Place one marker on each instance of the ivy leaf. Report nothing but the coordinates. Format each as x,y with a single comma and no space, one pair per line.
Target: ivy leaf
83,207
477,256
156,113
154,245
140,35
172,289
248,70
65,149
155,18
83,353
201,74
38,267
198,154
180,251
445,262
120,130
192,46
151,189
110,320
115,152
----
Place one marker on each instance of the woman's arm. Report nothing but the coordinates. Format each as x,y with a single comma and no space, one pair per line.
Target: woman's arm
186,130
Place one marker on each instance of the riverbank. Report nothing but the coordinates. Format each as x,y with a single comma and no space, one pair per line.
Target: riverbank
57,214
----
# [Exercise description]
From the records above, show each line that contains the word "Report".

# [Written solution]
Place one marker on each instance of the ivy leaf. Report nothing but the coordinates. Format each as x,y with a single comma and no space, one pair per line.
Place one marker on each instance of the woman's arm. Report nothing but the coordinates. Format each as x,y with a single comma and no space, one pair per line.
Place one marker on each instance of the riverbank. Report nothing but the coordinates. Format each as x,y with a single comma and no space, one pair per line.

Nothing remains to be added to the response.